### TEXT BLOCK
The Real Estate Show
The Real Estate Show was a Colab sponsored illegal occupation exhibition on the subject of landlord speculation in real estate[1] held on New Year's Eve in January 1980 in a vacant city-owned building at 123 Delancey Street in the Lower East Side of Manhattan.[2] The squatter action followed a year of long and frustrating campaigning to rent the property for an exhibition space from officials of the NYC Department of Housing Preservation and Development (HPD).[3]
On New Year's Day the show was officially opened to the public. It was to be a two-week occupation/exhibit but was closed down by the police. On the morning of January 2, the Colab artists discovered the storefront padlocked from the inside, their work locked within. Phone calls revealed it to be the doing of HPD. The Real Estate Show had been open exactly one day.[4]
On January 8, the artists, accompanied by art dealer Ronald Feldman and German conceptual artist Joseph Beuys assembled at the site to protest its closing in the company of reporters from the New York Times, Soho News, and the East Village Eye.[5] There was a photograph taken of Beuys at the front door of The Real Estate Show standing with Feldman, Alan W. Moore, Joseph Nechvatal, Cid Collins and others taken that day.[6]
On January 11 city workers swept into 123 Delancey, cleared out the exhibited work and trucked it to an uptown warehouse. It was not until a few days later that artists were granted entry into the warehouse to take their art back home.[7]
On January 16 a deal was reached with the city that gave birth to ABC No Rio when, as a compromise, a city agency gave the artists control of nearby 156 Rivington Street.[8]
The Real Estate Show Revisited
In early 2014, there were four concurrent art exhibitions in New York City around The Real Estate Show: at James Fuentes Gallery, ABC No Rio, the Lodge Gallery, and Cuchifritos Gallery/Essex Street Market.[9][10][11][12][13]
See also
Footnotes
- ^ [1] The Real Estate Show Manifesto or Statement of Intent Committee for the Real Estate Show, 1980
- ^ Max Schumann (ed.) A Book about Colab (and Related Activities) Printed Matter, Inc, 2016. pp. 100-119
- ^ Julie Ault. Alternative Art, New York, 1965-1985 University of Minnesota Press, 2002: p.217.

### EXCERPTED DATA
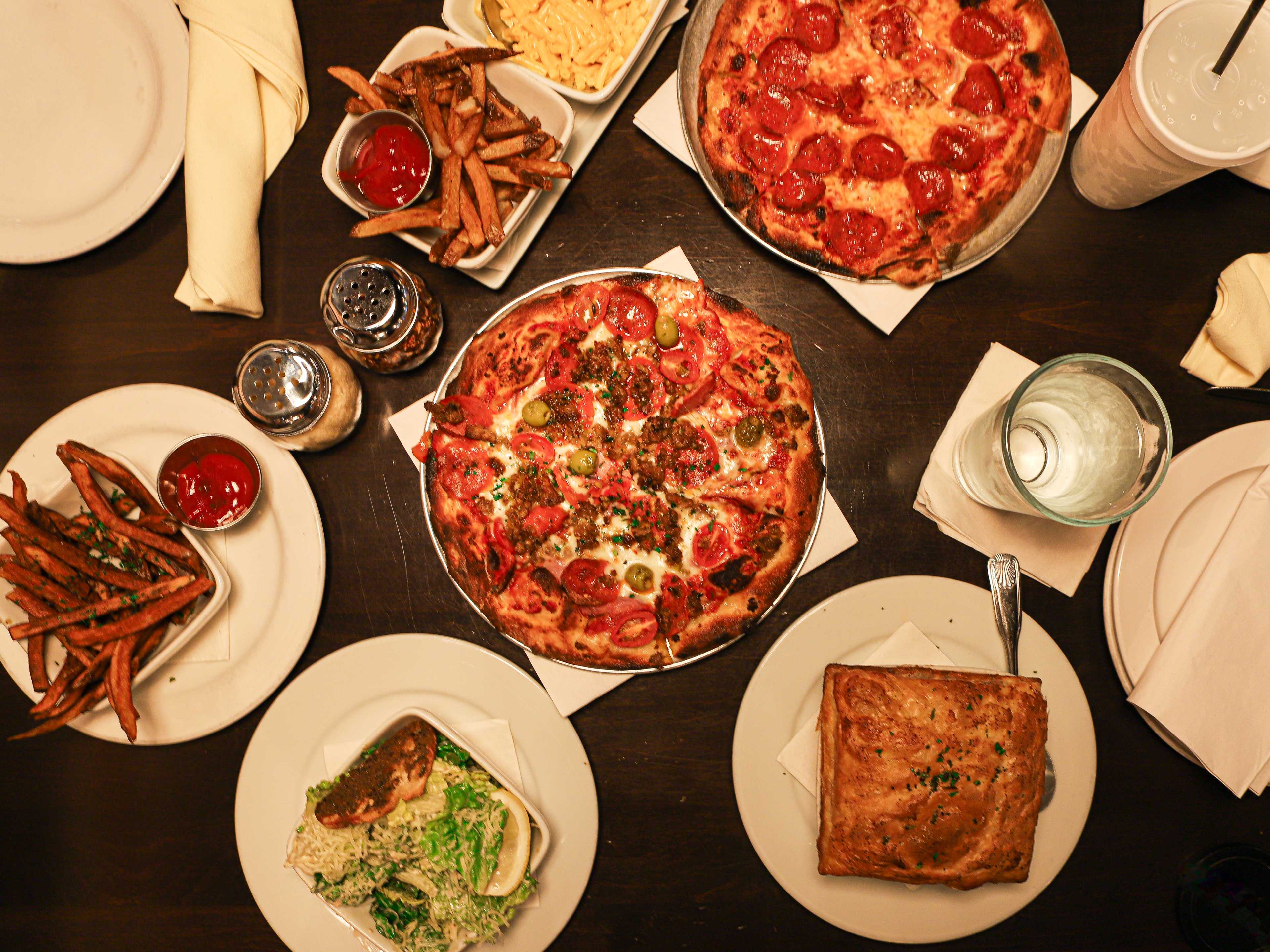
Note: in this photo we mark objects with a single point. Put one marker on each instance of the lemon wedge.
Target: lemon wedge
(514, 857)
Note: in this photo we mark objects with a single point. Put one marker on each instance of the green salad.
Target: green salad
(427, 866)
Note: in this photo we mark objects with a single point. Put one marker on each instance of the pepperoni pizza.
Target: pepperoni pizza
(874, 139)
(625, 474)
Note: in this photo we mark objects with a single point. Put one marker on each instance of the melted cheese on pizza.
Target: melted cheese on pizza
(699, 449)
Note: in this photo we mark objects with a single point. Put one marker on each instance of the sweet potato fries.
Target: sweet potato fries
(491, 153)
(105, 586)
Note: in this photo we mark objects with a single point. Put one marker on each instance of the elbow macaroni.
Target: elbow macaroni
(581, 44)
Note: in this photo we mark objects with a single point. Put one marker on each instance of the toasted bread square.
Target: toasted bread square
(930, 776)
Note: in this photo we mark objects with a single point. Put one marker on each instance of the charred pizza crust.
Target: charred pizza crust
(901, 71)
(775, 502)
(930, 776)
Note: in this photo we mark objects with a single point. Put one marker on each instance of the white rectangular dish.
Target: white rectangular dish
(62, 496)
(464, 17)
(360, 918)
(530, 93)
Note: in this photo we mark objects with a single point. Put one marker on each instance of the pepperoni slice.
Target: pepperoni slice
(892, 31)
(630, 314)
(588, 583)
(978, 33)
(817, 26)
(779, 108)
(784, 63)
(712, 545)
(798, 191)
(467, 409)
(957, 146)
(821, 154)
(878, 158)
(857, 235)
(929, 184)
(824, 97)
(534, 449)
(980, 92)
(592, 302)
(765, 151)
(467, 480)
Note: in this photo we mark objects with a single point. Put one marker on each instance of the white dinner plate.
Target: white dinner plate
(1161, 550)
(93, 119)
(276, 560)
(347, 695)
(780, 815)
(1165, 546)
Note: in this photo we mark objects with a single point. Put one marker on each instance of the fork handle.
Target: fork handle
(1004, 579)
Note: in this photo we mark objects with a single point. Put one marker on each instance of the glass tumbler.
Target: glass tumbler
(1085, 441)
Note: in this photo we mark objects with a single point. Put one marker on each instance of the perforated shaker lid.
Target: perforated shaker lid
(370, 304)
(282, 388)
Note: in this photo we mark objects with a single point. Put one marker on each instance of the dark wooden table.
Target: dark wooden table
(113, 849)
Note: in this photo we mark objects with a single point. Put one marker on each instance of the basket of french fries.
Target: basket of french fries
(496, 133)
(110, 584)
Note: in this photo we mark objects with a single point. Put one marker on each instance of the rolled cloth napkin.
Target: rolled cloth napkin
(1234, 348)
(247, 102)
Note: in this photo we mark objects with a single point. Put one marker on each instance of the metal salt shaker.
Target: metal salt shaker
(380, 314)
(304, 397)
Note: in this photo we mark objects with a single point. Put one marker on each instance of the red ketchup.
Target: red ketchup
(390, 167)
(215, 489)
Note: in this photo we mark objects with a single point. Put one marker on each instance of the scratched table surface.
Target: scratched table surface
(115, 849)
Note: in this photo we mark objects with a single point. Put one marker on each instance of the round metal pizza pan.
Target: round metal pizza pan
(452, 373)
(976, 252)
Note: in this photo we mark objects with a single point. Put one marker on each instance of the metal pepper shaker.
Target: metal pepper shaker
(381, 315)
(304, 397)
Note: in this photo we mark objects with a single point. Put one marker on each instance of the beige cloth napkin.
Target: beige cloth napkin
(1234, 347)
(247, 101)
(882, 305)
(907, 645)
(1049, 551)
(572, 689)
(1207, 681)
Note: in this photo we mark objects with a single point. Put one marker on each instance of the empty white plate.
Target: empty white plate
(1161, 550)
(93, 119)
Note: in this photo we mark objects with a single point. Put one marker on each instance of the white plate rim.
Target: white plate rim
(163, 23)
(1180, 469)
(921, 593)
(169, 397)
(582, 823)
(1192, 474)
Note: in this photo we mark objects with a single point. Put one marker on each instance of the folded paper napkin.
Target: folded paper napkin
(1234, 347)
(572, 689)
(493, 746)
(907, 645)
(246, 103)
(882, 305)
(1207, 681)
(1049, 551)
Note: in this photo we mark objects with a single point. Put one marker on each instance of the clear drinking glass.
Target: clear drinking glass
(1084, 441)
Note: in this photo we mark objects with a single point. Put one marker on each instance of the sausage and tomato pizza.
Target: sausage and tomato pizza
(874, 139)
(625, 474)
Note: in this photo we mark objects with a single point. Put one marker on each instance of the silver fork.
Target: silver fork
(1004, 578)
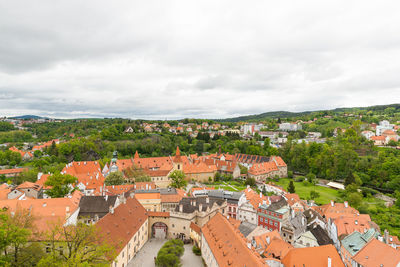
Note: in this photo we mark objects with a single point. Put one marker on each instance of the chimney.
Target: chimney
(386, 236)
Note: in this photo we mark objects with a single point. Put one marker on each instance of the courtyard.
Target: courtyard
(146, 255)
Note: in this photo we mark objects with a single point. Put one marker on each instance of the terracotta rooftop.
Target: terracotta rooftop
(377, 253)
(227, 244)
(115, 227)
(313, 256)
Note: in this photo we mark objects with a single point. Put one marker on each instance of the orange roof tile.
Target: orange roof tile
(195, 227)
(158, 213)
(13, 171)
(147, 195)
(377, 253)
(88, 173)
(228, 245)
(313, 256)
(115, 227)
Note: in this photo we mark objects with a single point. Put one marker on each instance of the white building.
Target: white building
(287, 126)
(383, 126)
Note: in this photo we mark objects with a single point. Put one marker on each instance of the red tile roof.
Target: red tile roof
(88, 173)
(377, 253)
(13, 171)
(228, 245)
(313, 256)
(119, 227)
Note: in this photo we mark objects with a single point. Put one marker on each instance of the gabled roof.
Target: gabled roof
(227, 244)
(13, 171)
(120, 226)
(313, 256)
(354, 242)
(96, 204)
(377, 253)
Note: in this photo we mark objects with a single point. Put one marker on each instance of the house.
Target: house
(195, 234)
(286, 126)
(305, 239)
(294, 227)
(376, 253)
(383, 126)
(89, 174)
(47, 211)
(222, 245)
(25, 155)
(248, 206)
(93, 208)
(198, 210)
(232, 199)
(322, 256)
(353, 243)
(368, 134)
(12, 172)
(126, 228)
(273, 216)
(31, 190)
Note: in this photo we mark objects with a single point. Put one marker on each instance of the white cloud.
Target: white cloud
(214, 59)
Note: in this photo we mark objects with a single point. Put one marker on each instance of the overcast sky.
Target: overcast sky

### EXERCISE
Write the next part of the article about The Real Estate Show, starting right after its last line. None of the records are needed here.

### TASK RESULT
- ^ Carlo McCormick, The Downtown Book: The New York Art Scene, 1974–1984, Princeton University Press, 2006
- ^ [2] The Real Estate Show By Lehmann Weichselbaum, East Village Eye, 1980
- ^ The Real Estate Show
- ^ [3] The Real Estate Show by Lehmann Weichselbaum, East Village Eye, 1980
- ^ The Formation of ABC NO RIO
- ^ [4] The Real Estate Show Revisited
- ^ [5] Article on James Fuentes Gallery show "Real Estate Show, Then...And Now"
- ^ [6] The Real Estate Show Slideshow and Commentary
- ^ [7] Putting the ‘No’ in ‘Nostalgia’ by Robert C. Morgan
- ^ [8]"Lower East Side: The Real Estate Show Redux by Natasha Kurchanova at Studio International
References
- Julie Ault, Alternative Art, New York, 1965-1985, University of Minnesota Press, 2002.
- David Little, Colab Takes a Piece, History Takes It Back: Collectivity and New York Alternative Spaces, Art Journal Vol.66, No. 1, Spring 2007, College Art Association, New York, pp. 60–74 (Article [9])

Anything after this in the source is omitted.